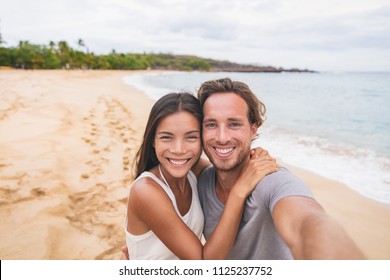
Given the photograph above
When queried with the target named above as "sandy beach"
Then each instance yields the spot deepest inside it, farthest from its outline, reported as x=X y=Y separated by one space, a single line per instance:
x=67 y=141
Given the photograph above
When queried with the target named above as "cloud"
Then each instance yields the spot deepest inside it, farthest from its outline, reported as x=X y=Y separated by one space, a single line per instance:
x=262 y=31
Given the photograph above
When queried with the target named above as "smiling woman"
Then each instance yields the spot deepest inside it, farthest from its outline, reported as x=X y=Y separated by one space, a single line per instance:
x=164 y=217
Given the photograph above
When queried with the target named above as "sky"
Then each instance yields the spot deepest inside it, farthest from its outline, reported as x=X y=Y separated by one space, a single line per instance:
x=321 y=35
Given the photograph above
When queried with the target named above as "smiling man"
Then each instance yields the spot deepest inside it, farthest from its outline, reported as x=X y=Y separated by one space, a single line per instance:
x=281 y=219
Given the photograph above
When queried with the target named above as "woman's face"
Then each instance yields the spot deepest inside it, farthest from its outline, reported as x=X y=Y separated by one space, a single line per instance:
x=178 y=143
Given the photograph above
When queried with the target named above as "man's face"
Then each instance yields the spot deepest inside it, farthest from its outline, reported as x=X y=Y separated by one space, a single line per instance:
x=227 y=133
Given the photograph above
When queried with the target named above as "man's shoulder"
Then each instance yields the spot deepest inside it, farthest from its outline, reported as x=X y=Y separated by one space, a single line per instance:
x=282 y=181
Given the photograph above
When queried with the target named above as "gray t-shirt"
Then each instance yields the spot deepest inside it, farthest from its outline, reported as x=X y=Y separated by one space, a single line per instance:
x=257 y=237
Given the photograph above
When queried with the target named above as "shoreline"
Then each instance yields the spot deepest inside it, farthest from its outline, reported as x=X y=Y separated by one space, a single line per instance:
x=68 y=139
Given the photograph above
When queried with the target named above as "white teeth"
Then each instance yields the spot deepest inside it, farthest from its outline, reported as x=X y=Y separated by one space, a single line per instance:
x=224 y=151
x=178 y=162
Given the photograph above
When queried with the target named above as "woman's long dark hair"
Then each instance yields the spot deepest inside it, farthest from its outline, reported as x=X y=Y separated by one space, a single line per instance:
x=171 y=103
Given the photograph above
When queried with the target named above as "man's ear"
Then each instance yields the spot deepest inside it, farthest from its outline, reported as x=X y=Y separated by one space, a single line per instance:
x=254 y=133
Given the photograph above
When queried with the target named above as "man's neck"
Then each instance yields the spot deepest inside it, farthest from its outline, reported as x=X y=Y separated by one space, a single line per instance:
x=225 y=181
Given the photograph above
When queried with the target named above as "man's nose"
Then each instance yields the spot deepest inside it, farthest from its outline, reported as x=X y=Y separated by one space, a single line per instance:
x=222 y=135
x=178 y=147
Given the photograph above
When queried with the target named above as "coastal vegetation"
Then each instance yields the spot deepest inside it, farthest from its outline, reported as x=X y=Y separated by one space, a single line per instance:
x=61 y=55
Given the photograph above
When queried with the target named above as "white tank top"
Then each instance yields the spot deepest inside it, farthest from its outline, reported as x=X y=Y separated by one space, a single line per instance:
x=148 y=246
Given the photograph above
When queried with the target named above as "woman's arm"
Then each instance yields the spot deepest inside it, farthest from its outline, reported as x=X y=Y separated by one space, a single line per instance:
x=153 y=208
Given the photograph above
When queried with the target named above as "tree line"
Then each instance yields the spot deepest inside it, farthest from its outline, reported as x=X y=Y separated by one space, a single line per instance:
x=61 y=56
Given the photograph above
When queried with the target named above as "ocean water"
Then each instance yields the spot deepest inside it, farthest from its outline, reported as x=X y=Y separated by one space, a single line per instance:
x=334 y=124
━━━
**Directions for this task**: Return every line of the listing above that contains the string "woman", treating uppercase and lowercase letters as distinct.

**Result of this exercise**:
When queried with the target named above as "smiling woman"
When queried with the target named above as "woman's face"
When queried with the target named above as "woman's long dark hair"
When queried with the target named above as "woman's arm"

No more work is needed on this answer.